• **What is being asked**:
Where a line holds the word "wheel", copy it from the records.

• **Material to process**:

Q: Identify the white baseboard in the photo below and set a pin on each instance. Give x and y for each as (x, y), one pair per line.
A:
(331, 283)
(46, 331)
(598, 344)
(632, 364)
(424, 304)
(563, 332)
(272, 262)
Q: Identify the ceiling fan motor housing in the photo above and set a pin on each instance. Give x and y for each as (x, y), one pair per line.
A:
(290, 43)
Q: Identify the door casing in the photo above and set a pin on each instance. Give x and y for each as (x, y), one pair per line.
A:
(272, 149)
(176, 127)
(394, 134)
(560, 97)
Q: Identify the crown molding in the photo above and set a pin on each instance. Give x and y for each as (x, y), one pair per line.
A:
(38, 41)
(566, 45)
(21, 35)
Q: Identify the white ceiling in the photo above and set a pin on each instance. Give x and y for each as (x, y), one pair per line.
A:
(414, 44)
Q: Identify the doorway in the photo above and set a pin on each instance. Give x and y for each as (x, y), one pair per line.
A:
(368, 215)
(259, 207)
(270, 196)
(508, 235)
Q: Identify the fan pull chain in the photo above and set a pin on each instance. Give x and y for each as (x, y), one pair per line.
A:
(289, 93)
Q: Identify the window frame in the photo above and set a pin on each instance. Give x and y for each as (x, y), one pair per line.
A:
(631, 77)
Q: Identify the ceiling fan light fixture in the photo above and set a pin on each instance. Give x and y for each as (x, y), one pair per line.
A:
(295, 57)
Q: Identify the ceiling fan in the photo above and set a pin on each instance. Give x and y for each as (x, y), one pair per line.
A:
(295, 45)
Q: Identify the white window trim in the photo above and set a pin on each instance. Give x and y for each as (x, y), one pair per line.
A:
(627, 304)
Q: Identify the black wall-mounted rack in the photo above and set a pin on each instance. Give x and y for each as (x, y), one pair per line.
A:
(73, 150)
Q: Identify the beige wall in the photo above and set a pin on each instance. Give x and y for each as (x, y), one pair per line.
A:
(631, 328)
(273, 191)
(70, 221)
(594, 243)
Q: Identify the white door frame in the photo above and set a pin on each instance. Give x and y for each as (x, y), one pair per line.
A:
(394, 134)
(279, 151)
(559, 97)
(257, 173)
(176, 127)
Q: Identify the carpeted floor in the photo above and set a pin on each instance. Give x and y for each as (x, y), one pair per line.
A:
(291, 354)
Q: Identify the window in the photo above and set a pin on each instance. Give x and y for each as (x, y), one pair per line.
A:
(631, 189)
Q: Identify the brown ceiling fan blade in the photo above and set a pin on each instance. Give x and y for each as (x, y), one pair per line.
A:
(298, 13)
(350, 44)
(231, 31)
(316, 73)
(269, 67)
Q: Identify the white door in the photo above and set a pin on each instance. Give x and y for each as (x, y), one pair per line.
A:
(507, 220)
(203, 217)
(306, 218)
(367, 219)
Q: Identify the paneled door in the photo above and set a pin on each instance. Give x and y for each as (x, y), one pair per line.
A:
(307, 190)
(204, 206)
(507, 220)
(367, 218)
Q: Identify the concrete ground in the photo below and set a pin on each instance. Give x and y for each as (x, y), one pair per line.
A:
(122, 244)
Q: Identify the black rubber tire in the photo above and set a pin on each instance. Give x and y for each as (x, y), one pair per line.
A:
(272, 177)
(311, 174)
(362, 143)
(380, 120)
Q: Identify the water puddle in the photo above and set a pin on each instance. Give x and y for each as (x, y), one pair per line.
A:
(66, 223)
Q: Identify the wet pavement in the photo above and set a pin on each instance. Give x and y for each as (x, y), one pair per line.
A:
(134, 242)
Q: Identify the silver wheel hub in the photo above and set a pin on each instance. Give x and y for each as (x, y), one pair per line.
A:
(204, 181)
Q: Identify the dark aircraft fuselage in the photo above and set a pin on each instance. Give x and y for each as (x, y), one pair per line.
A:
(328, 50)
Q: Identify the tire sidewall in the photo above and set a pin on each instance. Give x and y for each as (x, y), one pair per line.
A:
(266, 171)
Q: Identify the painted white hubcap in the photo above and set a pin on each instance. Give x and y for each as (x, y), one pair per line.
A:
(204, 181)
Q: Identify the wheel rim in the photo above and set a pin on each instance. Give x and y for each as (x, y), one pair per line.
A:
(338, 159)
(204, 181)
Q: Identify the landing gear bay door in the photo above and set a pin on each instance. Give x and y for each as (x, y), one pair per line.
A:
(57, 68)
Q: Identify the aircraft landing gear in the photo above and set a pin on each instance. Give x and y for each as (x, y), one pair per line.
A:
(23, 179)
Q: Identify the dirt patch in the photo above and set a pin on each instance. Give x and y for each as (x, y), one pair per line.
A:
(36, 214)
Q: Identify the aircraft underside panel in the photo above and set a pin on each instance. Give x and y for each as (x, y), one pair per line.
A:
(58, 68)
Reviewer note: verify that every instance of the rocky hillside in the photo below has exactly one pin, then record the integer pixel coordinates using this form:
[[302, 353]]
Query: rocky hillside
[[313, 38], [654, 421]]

• **Answer space**:
Q: Identify the silver wheel hub in the photo above and set a pin on each instance. Give x and y for each as (x, y), one pair per line.
Q: Identify the wheel rim in the photo above and set a pin on each instance. Give x and y for each as (x, y), one pair per line.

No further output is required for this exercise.